• What the exercise asks
Reproduce the data below word for word, keeping every line in its original order.

·····

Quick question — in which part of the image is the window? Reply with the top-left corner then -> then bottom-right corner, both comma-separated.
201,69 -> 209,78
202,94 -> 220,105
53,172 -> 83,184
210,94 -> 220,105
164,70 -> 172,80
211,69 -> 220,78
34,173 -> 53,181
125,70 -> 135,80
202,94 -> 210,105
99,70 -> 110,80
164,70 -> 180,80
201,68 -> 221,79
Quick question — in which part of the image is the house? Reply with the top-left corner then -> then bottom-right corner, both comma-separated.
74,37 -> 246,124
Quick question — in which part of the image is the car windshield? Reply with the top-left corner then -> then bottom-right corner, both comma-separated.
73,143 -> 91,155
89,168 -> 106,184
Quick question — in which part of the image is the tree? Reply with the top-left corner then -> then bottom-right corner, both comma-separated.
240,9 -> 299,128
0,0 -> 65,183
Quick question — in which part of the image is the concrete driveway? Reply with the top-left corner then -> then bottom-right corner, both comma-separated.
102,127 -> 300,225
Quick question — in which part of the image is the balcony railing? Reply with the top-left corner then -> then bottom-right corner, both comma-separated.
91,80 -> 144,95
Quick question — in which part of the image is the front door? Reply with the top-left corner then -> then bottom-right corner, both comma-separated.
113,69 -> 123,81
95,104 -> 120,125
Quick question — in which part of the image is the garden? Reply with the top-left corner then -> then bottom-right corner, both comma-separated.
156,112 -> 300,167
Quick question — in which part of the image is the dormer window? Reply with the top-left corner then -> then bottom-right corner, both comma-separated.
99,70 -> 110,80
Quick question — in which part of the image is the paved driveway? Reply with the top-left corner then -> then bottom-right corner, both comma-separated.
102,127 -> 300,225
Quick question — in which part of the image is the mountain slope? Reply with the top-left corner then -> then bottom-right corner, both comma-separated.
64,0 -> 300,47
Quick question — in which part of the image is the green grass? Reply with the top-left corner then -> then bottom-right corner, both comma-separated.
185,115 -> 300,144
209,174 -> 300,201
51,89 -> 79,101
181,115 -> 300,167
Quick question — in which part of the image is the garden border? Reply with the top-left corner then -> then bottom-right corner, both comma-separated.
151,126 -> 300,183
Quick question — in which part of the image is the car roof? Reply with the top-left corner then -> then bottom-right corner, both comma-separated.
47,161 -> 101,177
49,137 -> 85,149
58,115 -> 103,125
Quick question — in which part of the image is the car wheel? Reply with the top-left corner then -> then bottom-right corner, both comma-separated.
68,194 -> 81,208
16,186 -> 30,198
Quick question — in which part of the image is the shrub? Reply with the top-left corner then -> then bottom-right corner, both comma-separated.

·····

• The result
Quick question — in which part of the image is the window? Reply with the top-left corner then -> then bottom-right corner, both comma-separated.
201,69 -> 209,78
202,94 -> 220,105
53,172 -> 83,184
210,94 -> 220,105
164,70 -> 172,80
211,69 -> 220,78
34,173 -> 53,181
125,70 -> 135,80
202,94 -> 210,105
99,70 -> 110,80
164,70 -> 180,80
201,68 -> 221,79
Quick question — in which part of the image is the house? Reply with the top-left corner then -> then bottom-right corner, both comma-separated.
74,37 -> 246,124
Quick question — in which part of the image is the car windshield? Reply with the top-left corner then -> then bottom-right corner, both comma-separated.
73,143 -> 91,155
89,168 -> 106,184
Quick question — in which part of the image is the tree? Reply with the top-left corner then -> then bottom-right corner, both comma-separated.
240,9 -> 299,128
0,0 -> 65,183
Quick question — in which part of the image is the concrete driveway? Reply with the top-left corner then -> then bottom-right corner, both comma-separated.
102,127 -> 300,225
Quick question — in which part of the image is the balcony railing? Reply with the top-left corner then -> then bottom-right corner, both comma-separated.
91,80 -> 144,95
Quick question — in which part of the image is the front door? Reply with the top-left corner then -> then bottom-right corner, both comma-separated.
113,69 -> 123,81
95,104 -> 120,125
Quick question — in which part of the image is the garden? Reply with the top-left corner then -> then bottom-right corner, both comma-separated.
156,112 -> 300,167
Quick question — in which part of the image is the dormer window? Reply with the top-left corner then -> then bottom-right corner, both comma-separated.
99,70 -> 110,80
Quick question — in which part of the image is the paved driveway? Reply with the top-left corner then -> then bottom-right corner, both comma-separated.
102,127 -> 300,225
Quick question — in which part of the image is the mountain slope? Reply with the top-left corner then -> then bottom-right corner, both comma-separated.
64,0 -> 300,47
Quick question — in which part of the image is the green grass? Reply with the top-left corner then -> then bottom-right corner, both comma-separated.
185,115 -> 300,144
209,174 -> 300,201
51,89 -> 79,101
181,115 -> 300,167
Quick question — in which part of the image is the garden border? Reply with the top-left corner then -> then bottom-right corner, both comma-separated.
151,126 -> 300,183
Quick question — in which part of the image is the car roof? Reply with the top-left corner then -> then bottom-right corner, both comma-separated.
47,161 -> 101,177
49,137 -> 85,149
58,115 -> 103,125
Quick question — in which part of the image is the car wheel? Reply with the top-left corner then -> then bottom-right corner, both comma-separated.
68,194 -> 81,208
16,186 -> 30,198
Quick question — in which part of the image is the shrub? Reply with the top-left corner then -> then bottom-right corner, both comma-separated.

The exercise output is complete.